**To be done**
Could you set out the lines from the one with "Target: white lane line" through the end of the items as a Markdown table with the columns "Row" and "Line", numbering each row, dropping blank lines, and leaving the pictures out?

/---

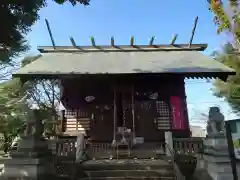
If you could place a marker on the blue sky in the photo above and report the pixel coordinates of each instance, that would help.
(141, 19)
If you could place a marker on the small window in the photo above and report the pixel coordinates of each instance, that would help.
(233, 127)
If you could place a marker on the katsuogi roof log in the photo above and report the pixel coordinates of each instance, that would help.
(179, 59)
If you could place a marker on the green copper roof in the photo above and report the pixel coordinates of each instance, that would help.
(100, 62)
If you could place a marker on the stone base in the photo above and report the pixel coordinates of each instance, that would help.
(28, 169)
(216, 157)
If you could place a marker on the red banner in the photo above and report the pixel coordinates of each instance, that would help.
(177, 113)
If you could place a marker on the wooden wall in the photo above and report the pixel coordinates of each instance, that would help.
(152, 117)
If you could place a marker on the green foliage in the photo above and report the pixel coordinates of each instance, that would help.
(230, 89)
(16, 18)
(225, 20)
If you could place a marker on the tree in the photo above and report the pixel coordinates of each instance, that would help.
(16, 19)
(230, 90)
(227, 19)
(44, 95)
(13, 111)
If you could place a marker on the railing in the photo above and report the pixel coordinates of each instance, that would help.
(66, 148)
(192, 145)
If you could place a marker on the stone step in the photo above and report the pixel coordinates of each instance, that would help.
(95, 165)
(130, 173)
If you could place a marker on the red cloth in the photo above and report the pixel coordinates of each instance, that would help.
(177, 113)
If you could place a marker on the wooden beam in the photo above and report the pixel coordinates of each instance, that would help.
(132, 41)
(174, 39)
(151, 41)
(112, 41)
(72, 41)
(93, 41)
(50, 33)
(193, 31)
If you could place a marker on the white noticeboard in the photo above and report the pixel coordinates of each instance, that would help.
(236, 144)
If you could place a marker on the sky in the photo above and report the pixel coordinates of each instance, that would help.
(141, 19)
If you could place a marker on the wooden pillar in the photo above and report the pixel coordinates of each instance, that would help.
(169, 143)
(133, 110)
(114, 114)
(63, 121)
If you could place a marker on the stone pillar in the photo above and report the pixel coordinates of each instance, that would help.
(169, 143)
(32, 160)
(216, 157)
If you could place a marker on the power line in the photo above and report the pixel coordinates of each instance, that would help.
(210, 102)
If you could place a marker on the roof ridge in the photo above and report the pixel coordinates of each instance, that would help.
(124, 48)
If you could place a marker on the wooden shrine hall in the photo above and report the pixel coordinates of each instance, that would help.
(124, 93)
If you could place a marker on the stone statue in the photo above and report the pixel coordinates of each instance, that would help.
(80, 148)
(215, 122)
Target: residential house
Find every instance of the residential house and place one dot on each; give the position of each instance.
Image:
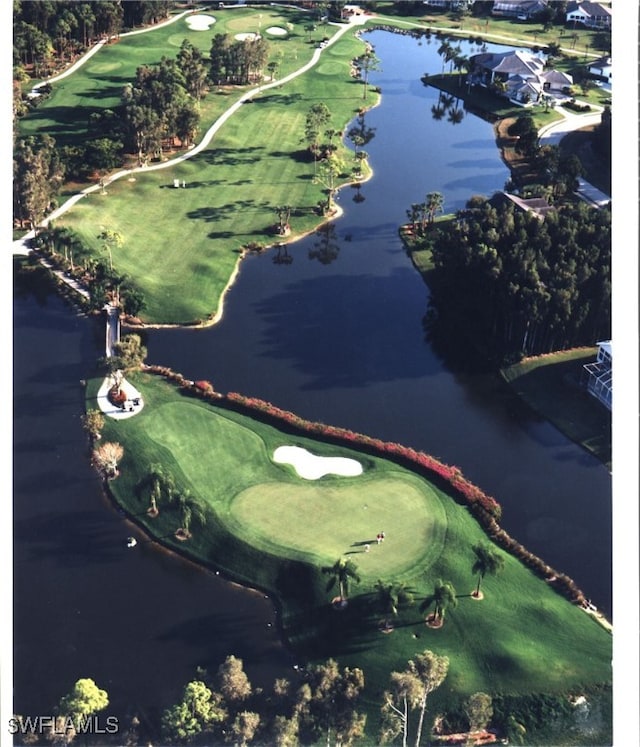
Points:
(601, 69)
(519, 73)
(523, 10)
(599, 374)
(449, 4)
(537, 206)
(590, 15)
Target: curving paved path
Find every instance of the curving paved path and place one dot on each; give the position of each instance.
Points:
(21, 245)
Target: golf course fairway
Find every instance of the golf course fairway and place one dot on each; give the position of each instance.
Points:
(268, 528)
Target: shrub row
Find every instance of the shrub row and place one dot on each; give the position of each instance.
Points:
(486, 509)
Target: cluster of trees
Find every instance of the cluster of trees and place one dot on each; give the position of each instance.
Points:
(328, 167)
(507, 284)
(162, 489)
(163, 102)
(237, 61)
(66, 249)
(226, 708)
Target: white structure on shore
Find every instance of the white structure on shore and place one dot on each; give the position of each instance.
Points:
(599, 374)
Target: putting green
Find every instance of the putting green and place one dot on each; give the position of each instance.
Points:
(340, 516)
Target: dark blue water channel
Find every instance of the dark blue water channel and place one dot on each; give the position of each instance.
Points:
(339, 341)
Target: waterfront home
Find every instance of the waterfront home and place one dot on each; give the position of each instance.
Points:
(523, 10)
(601, 69)
(519, 75)
(599, 374)
(590, 15)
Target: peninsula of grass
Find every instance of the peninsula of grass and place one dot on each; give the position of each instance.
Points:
(269, 528)
(181, 246)
(551, 386)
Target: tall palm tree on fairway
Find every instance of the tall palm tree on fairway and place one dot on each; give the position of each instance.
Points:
(434, 203)
(342, 572)
(443, 597)
(190, 508)
(391, 597)
(487, 561)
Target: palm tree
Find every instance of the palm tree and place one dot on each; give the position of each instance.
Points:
(161, 485)
(391, 597)
(190, 508)
(434, 203)
(487, 561)
(342, 572)
(443, 597)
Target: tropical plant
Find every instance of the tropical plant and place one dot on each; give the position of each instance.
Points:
(443, 597)
(84, 700)
(110, 240)
(487, 561)
(190, 508)
(105, 458)
(342, 573)
(93, 423)
(408, 691)
(391, 596)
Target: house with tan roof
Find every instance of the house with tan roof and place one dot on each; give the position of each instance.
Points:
(590, 15)
(518, 74)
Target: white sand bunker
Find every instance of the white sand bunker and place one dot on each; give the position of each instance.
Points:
(200, 23)
(311, 467)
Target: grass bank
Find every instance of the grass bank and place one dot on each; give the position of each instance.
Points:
(181, 246)
(269, 528)
(550, 384)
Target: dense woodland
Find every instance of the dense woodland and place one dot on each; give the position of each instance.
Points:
(506, 283)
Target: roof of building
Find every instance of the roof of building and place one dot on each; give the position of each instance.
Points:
(589, 9)
(514, 62)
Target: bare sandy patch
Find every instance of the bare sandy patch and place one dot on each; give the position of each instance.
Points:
(312, 467)
(200, 22)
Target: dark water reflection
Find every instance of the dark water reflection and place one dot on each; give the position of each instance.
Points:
(137, 621)
(341, 342)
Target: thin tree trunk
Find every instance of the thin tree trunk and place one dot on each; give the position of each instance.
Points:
(423, 706)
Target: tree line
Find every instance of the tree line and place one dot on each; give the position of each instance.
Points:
(506, 284)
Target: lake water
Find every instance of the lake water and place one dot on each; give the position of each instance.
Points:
(338, 340)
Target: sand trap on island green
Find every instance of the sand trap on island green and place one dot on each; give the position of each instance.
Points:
(312, 467)
(200, 23)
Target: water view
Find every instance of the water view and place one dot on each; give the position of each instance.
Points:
(334, 334)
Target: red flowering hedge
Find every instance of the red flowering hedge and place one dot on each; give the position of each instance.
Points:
(486, 509)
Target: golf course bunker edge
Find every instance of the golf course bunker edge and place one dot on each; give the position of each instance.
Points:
(312, 467)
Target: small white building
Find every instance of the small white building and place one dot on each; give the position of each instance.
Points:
(599, 374)
(601, 69)
(590, 15)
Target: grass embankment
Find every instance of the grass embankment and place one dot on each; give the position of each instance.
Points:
(550, 385)
(578, 42)
(268, 527)
(181, 245)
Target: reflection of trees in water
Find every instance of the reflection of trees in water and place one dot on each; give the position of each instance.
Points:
(449, 105)
(358, 196)
(326, 248)
(282, 256)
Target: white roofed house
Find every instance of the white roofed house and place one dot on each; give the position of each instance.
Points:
(601, 69)
(590, 15)
(520, 74)
(523, 10)
(599, 374)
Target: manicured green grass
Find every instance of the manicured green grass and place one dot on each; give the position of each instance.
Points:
(181, 245)
(270, 528)
(550, 385)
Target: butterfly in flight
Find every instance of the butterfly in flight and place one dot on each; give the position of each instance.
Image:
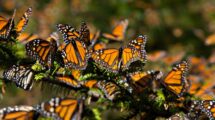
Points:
(117, 60)
(110, 89)
(118, 33)
(141, 80)
(23, 76)
(208, 107)
(7, 27)
(43, 50)
(75, 53)
(18, 113)
(176, 80)
(26, 37)
(61, 108)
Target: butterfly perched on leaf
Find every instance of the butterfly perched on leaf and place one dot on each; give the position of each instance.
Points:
(18, 113)
(61, 108)
(23, 76)
(7, 27)
(141, 80)
(75, 53)
(43, 50)
(208, 107)
(118, 33)
(176, 80)
(26, 37)
(65, 80)
(117, 60)
(110, 89)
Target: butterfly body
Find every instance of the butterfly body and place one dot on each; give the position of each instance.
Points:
(42, 50)
(141, 80)
(8, 28)
(118, 33)
(61, 109)
(75, 53)
(21, 75)
(116, 60)
(176, 80)
(18, 113)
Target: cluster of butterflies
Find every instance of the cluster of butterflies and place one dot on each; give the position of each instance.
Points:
(79, 49)
(56, 108)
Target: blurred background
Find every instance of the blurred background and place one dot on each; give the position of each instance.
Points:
(175, 29)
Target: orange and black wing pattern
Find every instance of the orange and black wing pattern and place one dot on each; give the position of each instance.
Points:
(68, 32)
(111, 90)
(75, 55)
(141, 80)
(61, 109)
(6, 26)
(118, 33)
(18, 113)
(176, 80)
(116, 59)
(42, 50)
(23, 21)
(208, 107)
(67, 80)
(139, 44)
(85, 34)
(89, 83)
(107, 58)
(26, 37)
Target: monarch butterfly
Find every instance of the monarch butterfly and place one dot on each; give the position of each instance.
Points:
(25, 37)
(118, 33)
(94, 37)
(176, 80)
(22, 75)
(61, 109)
(85, 34)
(139, 44)
(67, 80)
(208, 107)
(76, 74)
(140, 80)
(194, 109)
(18, 113)
(111, 90)
(89, 83)
(43, 50)
(7, 26)
(116, 60)
(23, 21)
(75, 53)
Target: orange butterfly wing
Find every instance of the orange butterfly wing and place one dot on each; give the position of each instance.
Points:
(176, 80)
(208, 107)
(139, 45)
(42, 50)
(69, 32)
(141, 80)
(75, 56)
(107, 58)
(6, 26)
(85, 34)
(60, 108)
(68, 80)
(18, 113)
(25, 37)
(118, 32)
(23, 21)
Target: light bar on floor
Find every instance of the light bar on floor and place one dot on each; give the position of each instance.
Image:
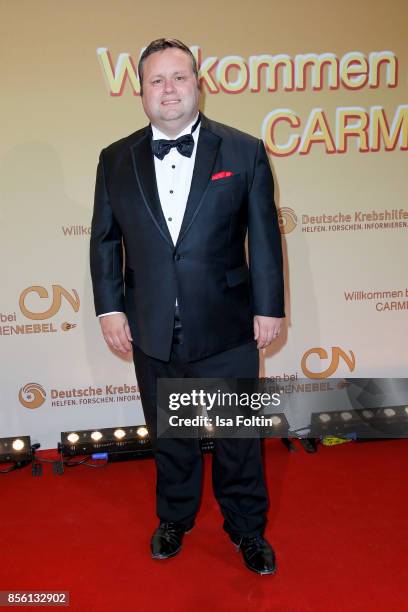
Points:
(16, 449)
(119, 443)
(386, 421)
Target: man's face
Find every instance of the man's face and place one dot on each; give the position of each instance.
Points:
(170, 90)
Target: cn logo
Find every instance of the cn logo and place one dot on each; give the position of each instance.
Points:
(57, 293)
(287, 219)
(337, 352)
(32, 395)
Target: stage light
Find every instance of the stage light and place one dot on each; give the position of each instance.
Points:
(384, 421)
(112, 443)
(324, 417)
(18, 444)
(96, 436)
(119, 434)
(16, 449)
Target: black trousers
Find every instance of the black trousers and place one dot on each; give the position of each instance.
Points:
(237, 472)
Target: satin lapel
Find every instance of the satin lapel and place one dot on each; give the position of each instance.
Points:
(207, 149)
(143, 165)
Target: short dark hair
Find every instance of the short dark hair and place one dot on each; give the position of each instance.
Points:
(160, 44)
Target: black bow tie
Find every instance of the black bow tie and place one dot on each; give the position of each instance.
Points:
(184, 145)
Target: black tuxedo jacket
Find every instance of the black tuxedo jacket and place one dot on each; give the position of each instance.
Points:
(206, 270)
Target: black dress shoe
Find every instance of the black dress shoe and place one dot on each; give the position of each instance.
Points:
(258, 554)
(166, 540)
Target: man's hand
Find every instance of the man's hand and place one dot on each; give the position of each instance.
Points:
(116, 331)
(266, 329)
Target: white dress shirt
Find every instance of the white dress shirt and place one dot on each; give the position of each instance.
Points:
(173, 176)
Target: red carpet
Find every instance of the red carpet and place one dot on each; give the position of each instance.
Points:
(338, 523)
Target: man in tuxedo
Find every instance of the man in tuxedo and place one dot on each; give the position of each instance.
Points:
(177, 198)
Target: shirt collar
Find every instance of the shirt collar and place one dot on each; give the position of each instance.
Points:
(157, 134)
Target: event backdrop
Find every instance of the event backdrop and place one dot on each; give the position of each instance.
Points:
(325, 86)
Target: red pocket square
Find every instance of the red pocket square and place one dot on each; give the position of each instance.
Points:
(222, 174)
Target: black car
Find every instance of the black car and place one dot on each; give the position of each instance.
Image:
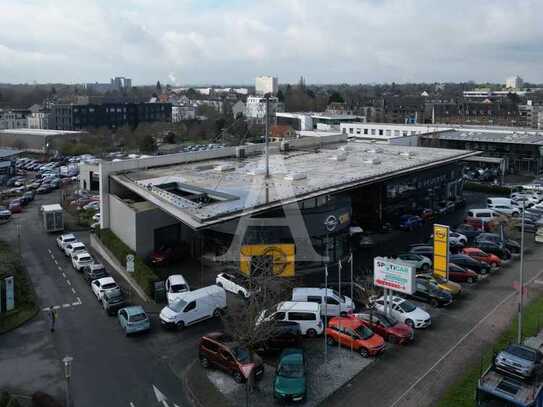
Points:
(428, 292)
(285, 334)
(94, 272)
(467, 230)
(494, 248)
(423, 250)
(468, 262)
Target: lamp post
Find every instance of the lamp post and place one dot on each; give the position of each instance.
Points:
(67, 375)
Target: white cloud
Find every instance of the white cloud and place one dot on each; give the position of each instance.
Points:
(231, 41)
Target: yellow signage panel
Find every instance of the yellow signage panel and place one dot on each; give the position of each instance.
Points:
(259, 258)
(441, 251)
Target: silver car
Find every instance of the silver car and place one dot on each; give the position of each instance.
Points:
(519, 360)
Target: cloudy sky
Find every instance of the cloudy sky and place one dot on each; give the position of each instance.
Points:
(232, 41)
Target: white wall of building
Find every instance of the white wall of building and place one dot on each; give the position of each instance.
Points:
(266, 84)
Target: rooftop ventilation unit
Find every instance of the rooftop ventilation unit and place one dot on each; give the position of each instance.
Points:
(342, 156)
(408, 154)
(372, 161)
(295, 176)
(224, 168)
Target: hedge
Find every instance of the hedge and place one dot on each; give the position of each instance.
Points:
(143, 274)
(487, 188)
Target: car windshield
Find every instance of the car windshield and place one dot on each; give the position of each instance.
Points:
(407, 306)
(178, 288)
(290, 370)
(522, 353)
(177, 306)
(241, 354)
(138, 317)
(364, 332)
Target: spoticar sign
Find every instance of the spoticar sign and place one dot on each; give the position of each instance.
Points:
(395, 276)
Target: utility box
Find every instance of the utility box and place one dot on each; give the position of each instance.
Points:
(53, 217)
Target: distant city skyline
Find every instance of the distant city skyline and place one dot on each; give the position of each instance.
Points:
(232, 41)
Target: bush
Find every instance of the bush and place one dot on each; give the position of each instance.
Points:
(143, 274)
(486, 188)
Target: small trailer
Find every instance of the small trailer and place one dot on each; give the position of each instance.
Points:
(53, 217)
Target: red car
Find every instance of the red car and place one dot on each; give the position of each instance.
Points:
(351, 332)
(388, 327)
(461, 274)
(488, 258)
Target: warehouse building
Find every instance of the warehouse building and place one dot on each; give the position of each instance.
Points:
(200, 199)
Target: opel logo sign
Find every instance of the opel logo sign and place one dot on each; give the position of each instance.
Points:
(331, 223)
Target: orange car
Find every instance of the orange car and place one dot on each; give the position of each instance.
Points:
(351, 332)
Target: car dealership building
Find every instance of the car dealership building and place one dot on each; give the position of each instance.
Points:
(321, 186)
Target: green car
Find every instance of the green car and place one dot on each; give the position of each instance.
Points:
(289, 383)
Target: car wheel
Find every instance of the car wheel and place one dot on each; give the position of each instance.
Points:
(204, 362)
(238, 378)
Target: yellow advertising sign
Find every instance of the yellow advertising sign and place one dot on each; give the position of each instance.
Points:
(441, 251)
(259, 258)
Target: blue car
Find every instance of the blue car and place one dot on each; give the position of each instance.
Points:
(134, 319)
(410, 222)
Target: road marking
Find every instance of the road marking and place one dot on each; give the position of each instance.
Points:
(441, 359)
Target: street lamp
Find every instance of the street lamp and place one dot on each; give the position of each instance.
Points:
(67, 375)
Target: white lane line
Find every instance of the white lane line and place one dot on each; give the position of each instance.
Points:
(441, 359)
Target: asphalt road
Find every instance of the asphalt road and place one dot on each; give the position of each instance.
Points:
(108, 368)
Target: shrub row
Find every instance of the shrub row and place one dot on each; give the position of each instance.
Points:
(143, 274)
(486, 188)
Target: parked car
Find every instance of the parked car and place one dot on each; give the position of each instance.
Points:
(220, 351)
(306, 314)
(331, 302)
(388, 327)
(81, 260)
(289, 383)
(491, 259)
(410, 222)
(448, 286)
(417, 261)
(519, 360)
(235, 284)
(494, 248)
(461, 274)
(430, 293)
(464, 260)
(101, 285)
(353, 333)
(63, 240)
(405, 311)
(94, 271)
(74, 247)
(193, 307)
(285, 334)
(133, 319)
(175, 286)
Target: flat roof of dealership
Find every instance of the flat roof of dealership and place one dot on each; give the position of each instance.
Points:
(207, 191)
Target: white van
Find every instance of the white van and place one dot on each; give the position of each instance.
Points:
(194, 306)
(332, 303)
(306, 314)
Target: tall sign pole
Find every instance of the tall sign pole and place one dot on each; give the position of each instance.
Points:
(521, 278)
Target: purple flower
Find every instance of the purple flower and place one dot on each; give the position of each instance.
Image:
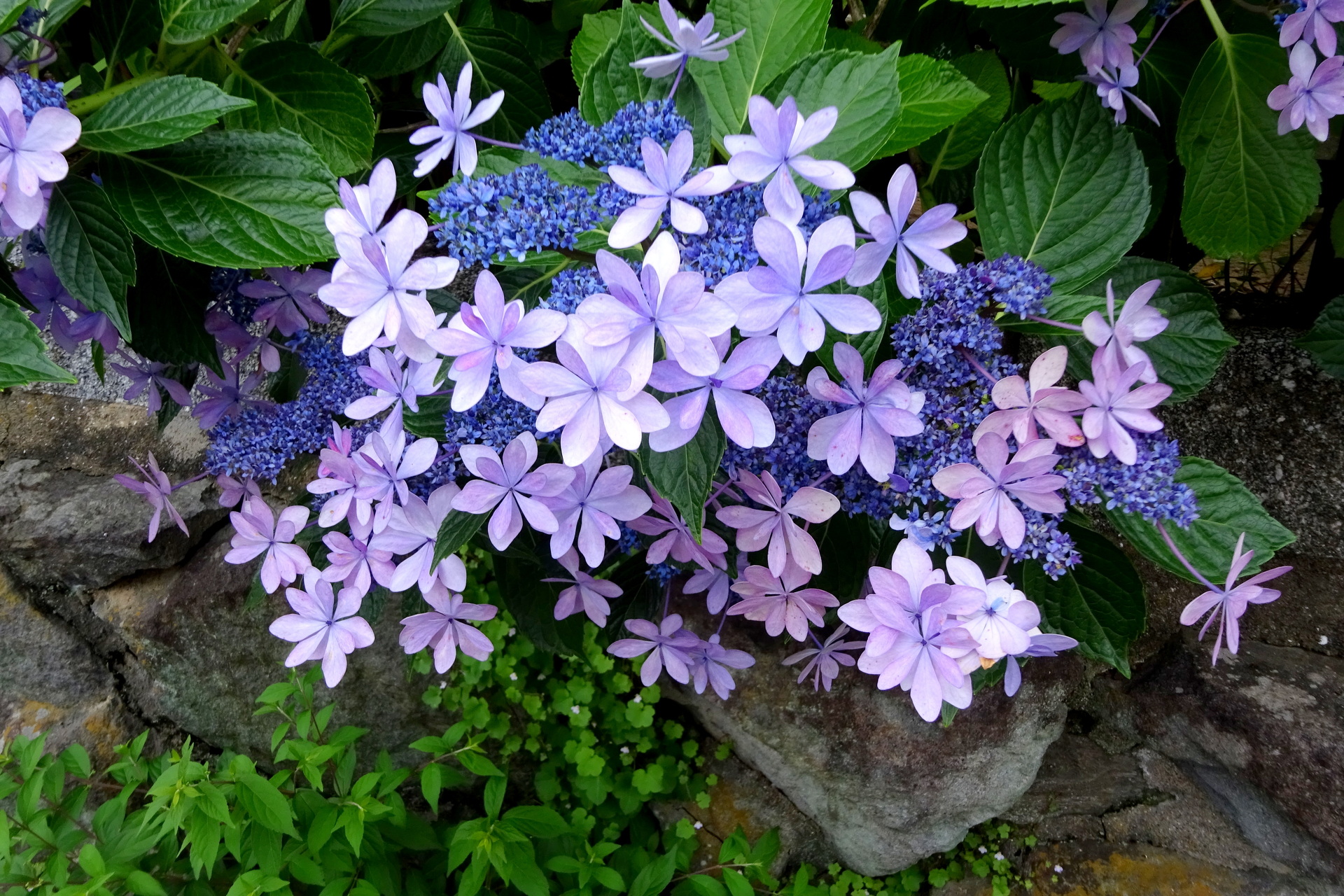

\---

**Solution to this exercise**
| Row | Line |
|---|---|
| 1 | Target: white lane line |
| 2 | Find every instance of the white lane line and place one dot on each; give the position of each instance. |
| 3 | Points: |
| 4 | (441, 359) |
| 5 | Target: asphalt road |
| 6 | Find every instance of the asphalt road and place one dot on each; give the position of each instance. |
| 7 | Points: |
| 8 | (108, 368) |
| 9 | Target: shrub row |
| 10 | Find every instance of the shrub row and place one dot on each; give the position of each instance. |
| 11 | Points: |
| 12 | (143, 274) |
| 13 | (486, 188) |
| 14 | Target: parked car |
| 15 | Find every instance of the parked car and place one dot on each; give the position of each instance. |
| 16 | Points: |
| 17 | (220, 351) |
| 18 | (306, 314) |
| 19 | (331, 302) |
| 20 | (388, 327) |
| 21 | (81, 260) |
| 22 | (289, 383) |
| 23 | (491, 259) |
| 24 | (410, 222) |
| 25 | (448, 286) |
| 26 | (417, 261) |
| 27 | (519, 360) |
| 28 | (235, 284) |
| 29 | (494, 248) |
| 30 | (461, 274) |
| 31 | (430, 293) |
| 32 | (464, 260) |
| 33 | (101, 285) |
| 34 | (353, 333) |
| 35 | (63, 240) |
| 36 | (405, 311) |
| 37 | (94, 271) |
| 38 | (74, 247) |
| 39 | (193, 307) |
| 40 | (285, 334) |
| 41 | (133, 319) |
| 42 | (175, 286) |
| 43 | Target: flat roof of dealership |
| 44 | Find every instance of the flat roof of dealership and place one dot on each; give the position of each instance. |
| 45 | Points: |
| 46 | (207, 191) |
| 47 | Target: white van |
| 48 | Find every instance of the white van and place one dot on each; give the position of each instance. |
| 49 | Points: |
| 50 | (194, 306) |
| 51 | (332, 303) |
| 52 | (306, 314) |
| 53 | Target: tall sign pole |
| 54 | Find every instance of the tall sign pole and place one dot on each; give the position of each instance. |
| 55 | Points: |
| 56 | (521, 278) |
| 57 | Target: purple flower |
| 58 | Find every instance of the purple flower and place one dot on each; give the position of each instance. |
| 59 | Image: |